Prompt
Exactly as they stand, the data below are to be printed again.

[Dataset entries]
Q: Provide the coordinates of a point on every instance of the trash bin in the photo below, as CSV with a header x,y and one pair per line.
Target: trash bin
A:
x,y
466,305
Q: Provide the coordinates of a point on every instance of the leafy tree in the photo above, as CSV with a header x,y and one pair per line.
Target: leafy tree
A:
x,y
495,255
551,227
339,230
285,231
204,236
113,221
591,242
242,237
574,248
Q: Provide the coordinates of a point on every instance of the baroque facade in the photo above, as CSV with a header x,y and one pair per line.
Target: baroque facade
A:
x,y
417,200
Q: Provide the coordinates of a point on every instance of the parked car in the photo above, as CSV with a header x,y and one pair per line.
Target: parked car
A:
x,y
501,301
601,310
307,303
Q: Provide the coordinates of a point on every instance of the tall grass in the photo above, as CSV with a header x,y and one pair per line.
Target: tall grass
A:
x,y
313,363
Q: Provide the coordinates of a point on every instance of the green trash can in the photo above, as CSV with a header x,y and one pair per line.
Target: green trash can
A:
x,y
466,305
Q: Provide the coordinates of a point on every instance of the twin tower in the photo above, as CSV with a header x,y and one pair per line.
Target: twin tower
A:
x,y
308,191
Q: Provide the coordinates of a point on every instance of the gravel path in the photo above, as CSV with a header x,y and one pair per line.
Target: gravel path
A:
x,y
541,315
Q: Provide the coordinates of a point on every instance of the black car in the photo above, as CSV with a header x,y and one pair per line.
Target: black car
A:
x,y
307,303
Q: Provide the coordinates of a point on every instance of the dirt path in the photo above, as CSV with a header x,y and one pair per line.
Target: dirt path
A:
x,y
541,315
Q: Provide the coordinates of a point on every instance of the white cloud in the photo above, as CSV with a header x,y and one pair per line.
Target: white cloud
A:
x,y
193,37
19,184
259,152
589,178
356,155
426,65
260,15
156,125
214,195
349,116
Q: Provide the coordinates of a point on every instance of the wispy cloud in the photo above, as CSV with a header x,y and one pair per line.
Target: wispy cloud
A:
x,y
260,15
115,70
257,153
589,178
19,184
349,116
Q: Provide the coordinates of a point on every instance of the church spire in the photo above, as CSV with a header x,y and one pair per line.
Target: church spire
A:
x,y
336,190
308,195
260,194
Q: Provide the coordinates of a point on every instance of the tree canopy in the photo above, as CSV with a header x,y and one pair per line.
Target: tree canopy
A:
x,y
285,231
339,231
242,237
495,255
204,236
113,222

Answer to this exercise
Q: Provide the coordinates of a point on every instance of the trash bin in the photo below, as CSV with a header x,y and one pair per line.
Target: trash bin
A:
x,y
466,305
Q: Provide the coordinates of a point on every instance of the leafy tree in the photo above, as CSV with a header x,y and one pair per line.
Target: leafy tree
A:
x,y
495,255
551,227
339,230
285,231
204,236
113,221
591,242
242,237
574,248
Q: Provide the coordinates of a point on every instance of the baroque facade in the photo above, as CSV with a header x,y and one pair per line.
Target: baroque facade
A:
x,y
417,200
Q: Provide the coordinates of a point on every instance of the parked car in the photo above, as CSV with a header x,y and one pair per line.
Target: parked car
A:
x,y
501,301
601,310
307,303
Q: Provide the coordinates of a point on every instance of the tall grass in the photo above, as CSV with a header x,y and one pair per line.
Target: tall grass
A:
x,y
313,363
Q: Provide the coordinates of a point on every instance of the green trash can in the photo above, as CSV with a header x,y and one pair per line.
Target: green trash can
A:
x,y
466,305
Q: Provide the coordinates of a point on every instance of the twin tower in the photo above, as CSV with a header x,y and one pair per line.
Target: twin tower
A:
x,y
308,191
Q: Provide the coordinates of a point on every instance of the gravel path in the photo above, as CSV with a header x,y and one pair per line.
Target: gravel path
A:
x,y
541,315
Q: Provide the coordinates of a point on every instance of the black car in the photo above, as CSV with a header x,y and one pair per line.
Target: black car
A:
x,y
307,303
Q: Provide the coordinates of a point on every instance of the dirt path in the photo above, as CSV with a header x,y and one pair per line.
Target: dirt path
A:
x,y
541,315
Q: Provide the coordinates of a point on every instance of the white cloud in the photo above, as CSV with a header x,y and one pair per line.
Target: white cloud
A:
x,y
193,37
19,184
259,152
589,178
356,155
426,65
260,15
156,125
214,195
349,116
Q: Provide the coordinates of a point on every instance of the wispy cloud in the photo above, as CSV with a header x,y and one pair per line.
Target: wispy cloud
A:
x,y
260,15
115,70
257,153
589,178
19,184
349,116
Q: Provide the coordinates of a point on every instance of the church spire in the photo above, as CSV with a header x,y and one pair per line.
Target: church spire
A:
x,y
336,190
308,195
260,194
Q: Provide the coordinates of a point on every instance of the tree canopy in the photo above, as CSV with a header x,y and one pair per line.
Target: tree canopy
A:
x,y
285,231
339,231
242,237
495,255
204,236
113,222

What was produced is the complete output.